== Goal of the exercise ==
Your output is the line containing "For the scouting record, return for every instance of the blue" plus all lines after it to the end of the records, reproduced exactly, with nothing else.

== Supplied data ==

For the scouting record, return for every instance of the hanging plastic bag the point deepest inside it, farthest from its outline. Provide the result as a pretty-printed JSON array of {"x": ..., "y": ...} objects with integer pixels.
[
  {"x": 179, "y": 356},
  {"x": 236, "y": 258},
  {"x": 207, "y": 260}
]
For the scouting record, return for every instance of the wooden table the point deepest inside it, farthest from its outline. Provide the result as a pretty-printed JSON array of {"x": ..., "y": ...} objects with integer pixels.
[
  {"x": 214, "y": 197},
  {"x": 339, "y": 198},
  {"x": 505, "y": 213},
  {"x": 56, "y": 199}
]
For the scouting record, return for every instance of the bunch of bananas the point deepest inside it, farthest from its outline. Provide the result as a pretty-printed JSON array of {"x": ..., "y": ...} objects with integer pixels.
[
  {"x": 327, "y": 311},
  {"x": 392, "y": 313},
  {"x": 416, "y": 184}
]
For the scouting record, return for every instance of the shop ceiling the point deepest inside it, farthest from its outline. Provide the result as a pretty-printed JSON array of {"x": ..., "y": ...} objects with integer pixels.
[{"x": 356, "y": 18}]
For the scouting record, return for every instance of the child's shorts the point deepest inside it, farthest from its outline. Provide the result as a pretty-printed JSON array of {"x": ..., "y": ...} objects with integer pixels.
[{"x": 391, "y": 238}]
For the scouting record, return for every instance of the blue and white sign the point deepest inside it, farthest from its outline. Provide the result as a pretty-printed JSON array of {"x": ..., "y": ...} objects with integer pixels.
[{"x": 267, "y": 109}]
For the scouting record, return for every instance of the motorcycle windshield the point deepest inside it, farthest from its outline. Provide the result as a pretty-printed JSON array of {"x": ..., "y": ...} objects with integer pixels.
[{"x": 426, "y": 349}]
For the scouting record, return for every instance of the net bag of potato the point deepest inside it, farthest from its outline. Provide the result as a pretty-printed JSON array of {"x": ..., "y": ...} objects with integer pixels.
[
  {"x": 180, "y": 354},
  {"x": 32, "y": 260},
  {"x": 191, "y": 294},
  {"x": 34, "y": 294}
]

== Task result ==
For the scouting record, return for every instance of the blue and white sign the point deepest inside it, farthest from its outline. Provide the result as a pretty-printed JSON array of {"x": ..., "y": ...} objects with integer pixels.
[{"x": 267, "y": 109}]
For the scouting record, return for every instance of the motorcycle windshield the point deepest inside it, farthest from its outline. Provide the result as a pretty-printed JSON array of {"x": ..., "y": ...} objects with integer pixels.
[{"x": 426, "y": 349}]
For the scouting record, return for every instance of the net bag of potato the point deepest inside it, farthest from its outline. Provide the result as a pretty-printed JSON array of {"x": ..., "y": ...} objects with integer pixels.
[
  {"x": 180, "y": 354},
  {"x": 32, "y": 260},
  {"x": 191, "y": 294},
  {"x": 34, "y": 294}
]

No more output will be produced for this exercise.